Give back exactly the stretch of data below from the line holding "Locate every calm" through the line holding "Locate every green", both ends included, and leave the remaining lines out.

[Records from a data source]
┏━━

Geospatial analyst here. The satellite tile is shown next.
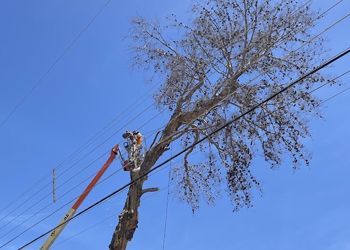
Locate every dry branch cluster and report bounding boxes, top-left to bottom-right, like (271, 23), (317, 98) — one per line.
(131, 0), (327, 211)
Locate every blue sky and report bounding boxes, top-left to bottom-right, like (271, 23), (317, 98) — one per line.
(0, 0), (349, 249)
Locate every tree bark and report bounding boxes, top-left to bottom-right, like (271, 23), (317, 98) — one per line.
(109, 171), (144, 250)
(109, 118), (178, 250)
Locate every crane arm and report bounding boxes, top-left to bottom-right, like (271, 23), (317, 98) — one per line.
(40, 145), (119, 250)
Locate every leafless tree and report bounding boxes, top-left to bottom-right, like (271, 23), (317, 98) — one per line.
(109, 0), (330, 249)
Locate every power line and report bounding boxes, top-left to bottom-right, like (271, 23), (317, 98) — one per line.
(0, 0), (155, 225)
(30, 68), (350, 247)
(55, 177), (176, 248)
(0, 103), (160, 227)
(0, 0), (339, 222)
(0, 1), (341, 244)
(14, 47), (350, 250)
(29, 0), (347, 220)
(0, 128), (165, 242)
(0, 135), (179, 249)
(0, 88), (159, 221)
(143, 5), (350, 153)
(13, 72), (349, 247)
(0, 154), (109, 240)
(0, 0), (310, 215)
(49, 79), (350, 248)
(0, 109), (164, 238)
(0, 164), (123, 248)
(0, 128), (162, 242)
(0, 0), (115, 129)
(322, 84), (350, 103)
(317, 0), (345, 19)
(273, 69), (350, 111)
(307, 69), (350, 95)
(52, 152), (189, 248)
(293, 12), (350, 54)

┗━━
┏━━

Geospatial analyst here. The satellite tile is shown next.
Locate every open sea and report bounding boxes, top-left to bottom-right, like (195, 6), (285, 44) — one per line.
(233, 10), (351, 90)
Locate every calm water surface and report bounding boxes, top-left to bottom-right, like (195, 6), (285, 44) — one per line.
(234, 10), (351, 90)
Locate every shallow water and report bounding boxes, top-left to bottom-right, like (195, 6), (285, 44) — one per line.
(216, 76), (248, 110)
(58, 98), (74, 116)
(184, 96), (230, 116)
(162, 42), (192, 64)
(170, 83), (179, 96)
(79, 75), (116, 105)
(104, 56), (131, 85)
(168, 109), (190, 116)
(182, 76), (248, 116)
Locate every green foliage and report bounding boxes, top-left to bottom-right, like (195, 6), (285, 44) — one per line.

┗━━
┏━━

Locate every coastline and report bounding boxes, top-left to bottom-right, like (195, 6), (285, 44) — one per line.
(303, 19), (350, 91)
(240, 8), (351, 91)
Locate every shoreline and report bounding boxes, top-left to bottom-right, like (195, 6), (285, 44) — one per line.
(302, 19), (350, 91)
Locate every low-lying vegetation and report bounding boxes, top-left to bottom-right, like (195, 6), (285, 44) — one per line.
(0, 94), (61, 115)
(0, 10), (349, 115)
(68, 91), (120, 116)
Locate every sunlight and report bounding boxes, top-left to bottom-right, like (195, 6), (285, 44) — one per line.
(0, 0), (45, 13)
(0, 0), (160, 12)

┗━━

▶ Solution to this task:
Locate every calm water surface and report bounding boxes, top-left to bottom-right, like (195, 6), (285, 44) — one per line.
(234, 10), (351, 90)
Locate every shallow water and report bounding boxes, top-left to bottom-right, like (195, 6), (285, 44) — one per line.
(216, 76), (248, 110)
(58, 98), (74, 116)
(184, 96), (230, 116)
(162, 42), (192, 64)
(170, 83), (179, 96)
(79, 75), (116, 105)
(104, 56), (131, 85)
(168, 109), (190, 116)
(182, 76), (248, 116)
Locate every green foliage and report bounding boxes, top-left to bottom-right, like (195, 6), (285, 44) — one per line.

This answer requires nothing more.